Instruction 1> Which lines of the listing contain the string "grille"? Gather every one of them, and treat uppercase and lowercase letters as different.

Index wallets are a mechanism-based payment method that promises theoretical benefits like:
funding for public goods
voluntary taxation
wealth equalizing dynamics
Index wallets can be quite easily explained:
In a standard payment, the two parties to a transaction have to come to an agreement on the currency to transact in — e.g. if you’re in the EU you’ll use euros. In an index payment this is different, instead of paying with a single currency you pay with all of the currencies in your index wallet at once.
A good analogy for understanding how an index wallet behaves is to imagine various bags of sand of different colors that are used as currency. In a traditional payment, like we have today, you would just reach into the proper bag and scoop out the right amount of the right color. In an index payment, you would first mix all the sand together into a single bag, and then shake it up to make them homogenous, only then would you reach in and scoop out the payment to be transferred to the vendor — paying with all the various colors of sand at once. Once a currency has been bundled in an index wallet — mixed together in the same bag — it can never be unbundled.
When you want to buy something from a vendor with an index payment, the number of scoops you need to take out of your bag of mixed sand depends on how much the vendor values each of those different colors of sand. Let’s say you have some blue, a lot of red, and a small amount of green sand all mixed together. If the vendor values green a lot, and red only very little, you’ll have to take a lot of scoops in order to satisfy them. Conversely, if they highly value red then it will be very few scoops, leaving you with more sand in your bag.

Instruction 2> Can you shorten the paragraph of the index wallet text that begins "A good analogy for understanding" while keeping its main facts?

Recorded data>
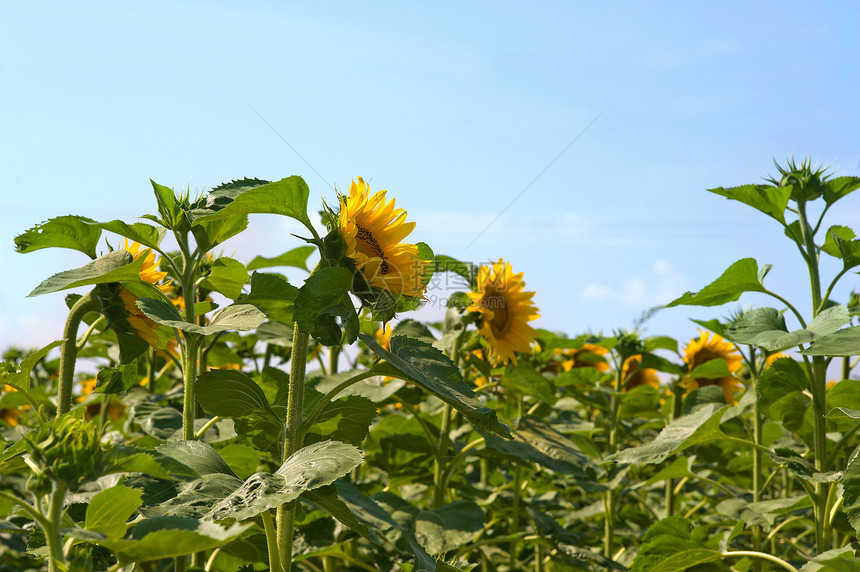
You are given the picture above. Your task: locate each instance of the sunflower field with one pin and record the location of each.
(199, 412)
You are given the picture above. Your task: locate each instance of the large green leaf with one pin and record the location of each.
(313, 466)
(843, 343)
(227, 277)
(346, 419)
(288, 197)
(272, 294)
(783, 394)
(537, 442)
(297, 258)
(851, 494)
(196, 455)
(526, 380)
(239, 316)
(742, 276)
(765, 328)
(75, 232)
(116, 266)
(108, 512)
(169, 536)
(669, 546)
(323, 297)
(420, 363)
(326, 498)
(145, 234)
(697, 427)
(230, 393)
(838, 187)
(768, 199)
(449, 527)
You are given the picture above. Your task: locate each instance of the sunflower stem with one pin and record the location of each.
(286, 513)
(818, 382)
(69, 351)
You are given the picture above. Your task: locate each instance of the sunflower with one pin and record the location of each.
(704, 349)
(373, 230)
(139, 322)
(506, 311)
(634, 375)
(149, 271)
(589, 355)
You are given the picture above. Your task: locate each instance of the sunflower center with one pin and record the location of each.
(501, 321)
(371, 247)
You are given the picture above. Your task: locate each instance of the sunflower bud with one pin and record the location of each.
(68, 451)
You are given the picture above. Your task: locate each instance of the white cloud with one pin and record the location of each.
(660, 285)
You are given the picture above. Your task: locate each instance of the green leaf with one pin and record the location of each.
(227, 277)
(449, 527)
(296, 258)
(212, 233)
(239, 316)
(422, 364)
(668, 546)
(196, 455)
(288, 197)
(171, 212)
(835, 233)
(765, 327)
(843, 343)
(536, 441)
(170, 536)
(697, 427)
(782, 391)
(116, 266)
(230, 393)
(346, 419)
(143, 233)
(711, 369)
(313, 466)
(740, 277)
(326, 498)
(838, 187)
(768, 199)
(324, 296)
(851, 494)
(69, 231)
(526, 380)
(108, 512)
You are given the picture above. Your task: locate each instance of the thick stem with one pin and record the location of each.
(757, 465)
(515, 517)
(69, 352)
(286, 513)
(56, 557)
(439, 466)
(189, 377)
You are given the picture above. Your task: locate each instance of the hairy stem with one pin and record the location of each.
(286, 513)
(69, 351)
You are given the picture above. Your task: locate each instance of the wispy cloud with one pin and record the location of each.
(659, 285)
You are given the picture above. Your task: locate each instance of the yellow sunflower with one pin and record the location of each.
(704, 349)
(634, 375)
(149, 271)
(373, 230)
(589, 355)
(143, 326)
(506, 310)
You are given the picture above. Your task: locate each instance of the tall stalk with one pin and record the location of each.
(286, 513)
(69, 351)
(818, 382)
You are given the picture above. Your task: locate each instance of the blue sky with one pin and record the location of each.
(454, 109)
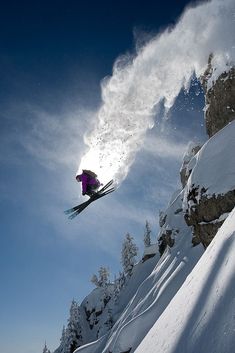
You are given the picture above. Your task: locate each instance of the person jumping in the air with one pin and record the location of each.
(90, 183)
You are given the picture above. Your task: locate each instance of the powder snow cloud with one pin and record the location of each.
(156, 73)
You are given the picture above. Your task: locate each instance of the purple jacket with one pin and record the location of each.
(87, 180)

--

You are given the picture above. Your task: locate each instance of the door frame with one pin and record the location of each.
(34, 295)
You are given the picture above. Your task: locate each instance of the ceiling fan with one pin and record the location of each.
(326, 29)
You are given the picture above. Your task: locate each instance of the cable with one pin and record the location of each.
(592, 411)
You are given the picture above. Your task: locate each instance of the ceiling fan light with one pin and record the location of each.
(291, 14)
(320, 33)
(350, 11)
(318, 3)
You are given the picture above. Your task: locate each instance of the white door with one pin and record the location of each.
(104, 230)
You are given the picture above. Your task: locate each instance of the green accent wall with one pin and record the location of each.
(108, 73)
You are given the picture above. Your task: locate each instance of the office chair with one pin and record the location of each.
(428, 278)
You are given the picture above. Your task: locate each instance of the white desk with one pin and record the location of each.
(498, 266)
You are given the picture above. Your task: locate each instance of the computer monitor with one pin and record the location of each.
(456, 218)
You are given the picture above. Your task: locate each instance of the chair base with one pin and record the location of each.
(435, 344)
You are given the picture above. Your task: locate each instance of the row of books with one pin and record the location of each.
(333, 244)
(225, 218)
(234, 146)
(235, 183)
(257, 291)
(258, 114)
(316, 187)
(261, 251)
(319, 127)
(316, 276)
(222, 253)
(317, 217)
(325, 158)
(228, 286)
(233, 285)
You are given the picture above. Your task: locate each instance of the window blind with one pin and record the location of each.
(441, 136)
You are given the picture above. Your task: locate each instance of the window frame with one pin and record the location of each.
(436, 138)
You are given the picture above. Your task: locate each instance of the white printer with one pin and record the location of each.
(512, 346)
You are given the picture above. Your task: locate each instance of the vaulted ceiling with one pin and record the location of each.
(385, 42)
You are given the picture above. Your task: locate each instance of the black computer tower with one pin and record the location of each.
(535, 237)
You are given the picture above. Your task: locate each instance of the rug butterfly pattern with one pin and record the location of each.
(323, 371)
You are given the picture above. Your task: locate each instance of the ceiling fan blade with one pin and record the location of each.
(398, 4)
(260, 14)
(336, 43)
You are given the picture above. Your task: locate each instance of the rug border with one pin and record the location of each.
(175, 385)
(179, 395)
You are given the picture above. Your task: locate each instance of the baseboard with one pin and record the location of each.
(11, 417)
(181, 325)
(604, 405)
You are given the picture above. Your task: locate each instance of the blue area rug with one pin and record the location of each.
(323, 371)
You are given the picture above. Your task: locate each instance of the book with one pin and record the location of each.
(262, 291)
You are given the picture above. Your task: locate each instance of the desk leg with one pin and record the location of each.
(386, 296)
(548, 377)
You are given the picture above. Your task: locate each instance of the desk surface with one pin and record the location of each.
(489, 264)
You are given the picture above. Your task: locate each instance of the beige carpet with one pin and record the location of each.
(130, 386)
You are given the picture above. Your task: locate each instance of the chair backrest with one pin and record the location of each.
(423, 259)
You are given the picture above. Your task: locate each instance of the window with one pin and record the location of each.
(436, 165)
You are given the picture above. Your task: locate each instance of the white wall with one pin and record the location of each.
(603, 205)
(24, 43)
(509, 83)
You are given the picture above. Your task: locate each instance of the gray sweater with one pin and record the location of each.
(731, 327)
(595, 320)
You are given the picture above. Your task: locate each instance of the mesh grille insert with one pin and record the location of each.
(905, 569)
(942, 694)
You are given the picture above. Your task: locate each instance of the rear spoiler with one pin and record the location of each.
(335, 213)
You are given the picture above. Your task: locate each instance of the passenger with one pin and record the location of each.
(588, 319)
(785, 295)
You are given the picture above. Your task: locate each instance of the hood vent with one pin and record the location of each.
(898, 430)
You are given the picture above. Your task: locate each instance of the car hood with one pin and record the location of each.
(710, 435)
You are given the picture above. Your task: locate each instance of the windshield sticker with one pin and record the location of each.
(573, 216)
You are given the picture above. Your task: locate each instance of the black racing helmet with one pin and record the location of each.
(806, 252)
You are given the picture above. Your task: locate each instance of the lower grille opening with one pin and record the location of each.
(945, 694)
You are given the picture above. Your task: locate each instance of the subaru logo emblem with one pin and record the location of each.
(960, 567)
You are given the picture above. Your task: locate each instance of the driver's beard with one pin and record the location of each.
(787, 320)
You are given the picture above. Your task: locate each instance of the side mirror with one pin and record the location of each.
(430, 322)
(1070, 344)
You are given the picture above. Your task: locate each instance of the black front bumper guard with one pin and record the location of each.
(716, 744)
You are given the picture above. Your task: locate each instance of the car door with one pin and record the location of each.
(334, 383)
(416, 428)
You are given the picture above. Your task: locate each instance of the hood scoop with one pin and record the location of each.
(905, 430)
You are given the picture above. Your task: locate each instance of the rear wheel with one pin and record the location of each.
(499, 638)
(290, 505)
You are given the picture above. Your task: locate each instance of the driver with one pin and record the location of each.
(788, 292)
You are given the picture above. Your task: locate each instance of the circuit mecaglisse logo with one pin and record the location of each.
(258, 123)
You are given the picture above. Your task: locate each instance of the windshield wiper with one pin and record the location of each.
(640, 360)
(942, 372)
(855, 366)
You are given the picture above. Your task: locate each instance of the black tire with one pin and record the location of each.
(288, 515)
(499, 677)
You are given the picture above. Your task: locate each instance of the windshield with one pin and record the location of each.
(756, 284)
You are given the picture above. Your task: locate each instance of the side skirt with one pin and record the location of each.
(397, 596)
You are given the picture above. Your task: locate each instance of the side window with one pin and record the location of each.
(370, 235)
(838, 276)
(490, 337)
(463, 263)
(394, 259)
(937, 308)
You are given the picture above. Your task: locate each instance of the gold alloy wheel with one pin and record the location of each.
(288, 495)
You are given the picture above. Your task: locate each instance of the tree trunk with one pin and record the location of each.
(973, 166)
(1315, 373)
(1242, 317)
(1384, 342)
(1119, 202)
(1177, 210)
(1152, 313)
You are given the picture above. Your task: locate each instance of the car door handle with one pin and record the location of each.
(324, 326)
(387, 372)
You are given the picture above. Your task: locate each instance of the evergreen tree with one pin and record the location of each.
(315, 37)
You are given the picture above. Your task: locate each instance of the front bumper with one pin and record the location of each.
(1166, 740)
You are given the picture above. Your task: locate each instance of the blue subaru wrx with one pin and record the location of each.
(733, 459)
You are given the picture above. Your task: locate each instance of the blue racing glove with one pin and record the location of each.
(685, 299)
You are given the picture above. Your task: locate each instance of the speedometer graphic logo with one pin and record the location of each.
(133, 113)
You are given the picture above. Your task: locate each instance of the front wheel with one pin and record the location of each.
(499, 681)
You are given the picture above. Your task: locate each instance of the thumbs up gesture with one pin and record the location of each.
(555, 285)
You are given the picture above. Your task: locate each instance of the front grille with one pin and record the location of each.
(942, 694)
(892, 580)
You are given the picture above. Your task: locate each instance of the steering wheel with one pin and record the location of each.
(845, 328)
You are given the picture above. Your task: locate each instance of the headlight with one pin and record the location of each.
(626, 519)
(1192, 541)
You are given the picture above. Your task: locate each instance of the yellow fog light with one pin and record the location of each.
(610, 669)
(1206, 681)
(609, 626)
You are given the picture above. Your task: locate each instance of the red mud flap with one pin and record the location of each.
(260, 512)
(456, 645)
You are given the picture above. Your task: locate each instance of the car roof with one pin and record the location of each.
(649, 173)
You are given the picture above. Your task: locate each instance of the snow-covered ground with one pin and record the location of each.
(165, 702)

==

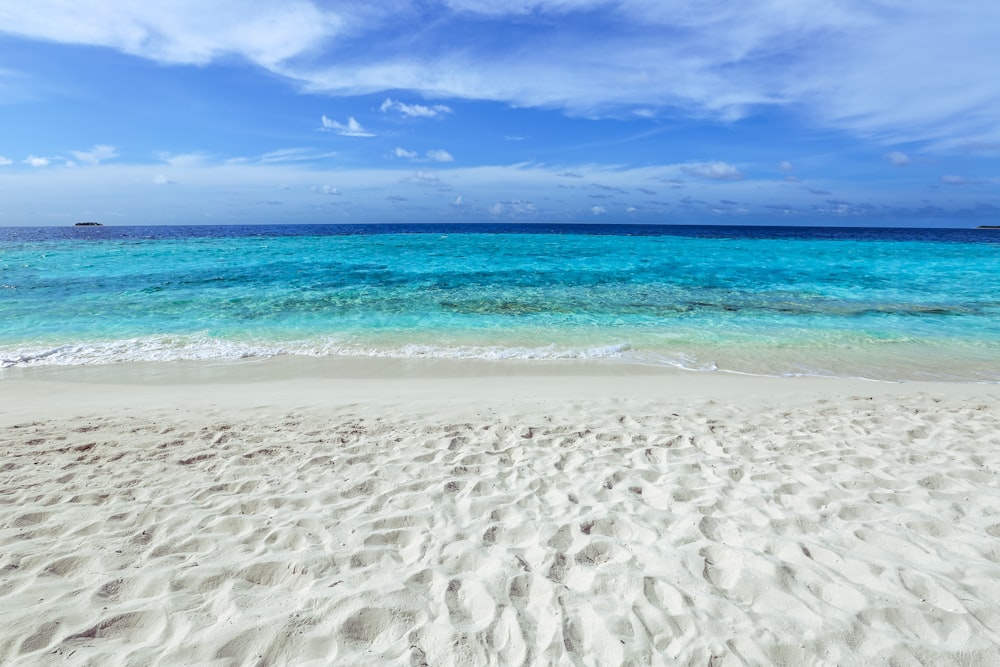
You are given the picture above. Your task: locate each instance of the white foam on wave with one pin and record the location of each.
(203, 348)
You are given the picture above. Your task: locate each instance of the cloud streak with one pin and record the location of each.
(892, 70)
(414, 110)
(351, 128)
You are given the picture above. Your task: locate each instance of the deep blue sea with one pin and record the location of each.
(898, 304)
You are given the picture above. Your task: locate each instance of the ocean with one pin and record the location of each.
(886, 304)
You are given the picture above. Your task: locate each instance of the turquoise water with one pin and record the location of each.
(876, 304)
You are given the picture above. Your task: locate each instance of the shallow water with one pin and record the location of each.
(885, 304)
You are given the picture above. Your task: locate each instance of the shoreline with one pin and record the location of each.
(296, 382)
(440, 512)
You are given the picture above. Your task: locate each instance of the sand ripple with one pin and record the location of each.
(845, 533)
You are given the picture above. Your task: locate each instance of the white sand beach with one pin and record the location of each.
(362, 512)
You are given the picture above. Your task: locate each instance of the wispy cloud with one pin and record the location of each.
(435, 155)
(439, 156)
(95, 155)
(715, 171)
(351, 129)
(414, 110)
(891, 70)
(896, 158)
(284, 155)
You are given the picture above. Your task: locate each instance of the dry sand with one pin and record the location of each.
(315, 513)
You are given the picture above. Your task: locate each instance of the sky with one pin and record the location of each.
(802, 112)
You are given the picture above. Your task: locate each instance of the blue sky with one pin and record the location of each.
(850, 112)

Exercise result 1>
You are given the picture above. Your task: locate each instance of the mesh grille insert with one pin and record the location of each.
You are given the picture above. Your task: locate each instance of the lower grille opening with one pin and record the location of each.
You are given the picture above. Your task: locate each instance of the front grille with one pin and record the location of each.

Exercise result 2> The analogy pictures currencies as bags of sand in different colors. In a traditional payment, you scoop the right amount of one color from its own bag. In an index payment, you first mix all the sand into a single bag and shake it until it is uniform. Only then do you scoop out the payment for the vendor, paying with every color at once. Once a currency is bundled into an index wallet, it can never be unbundled.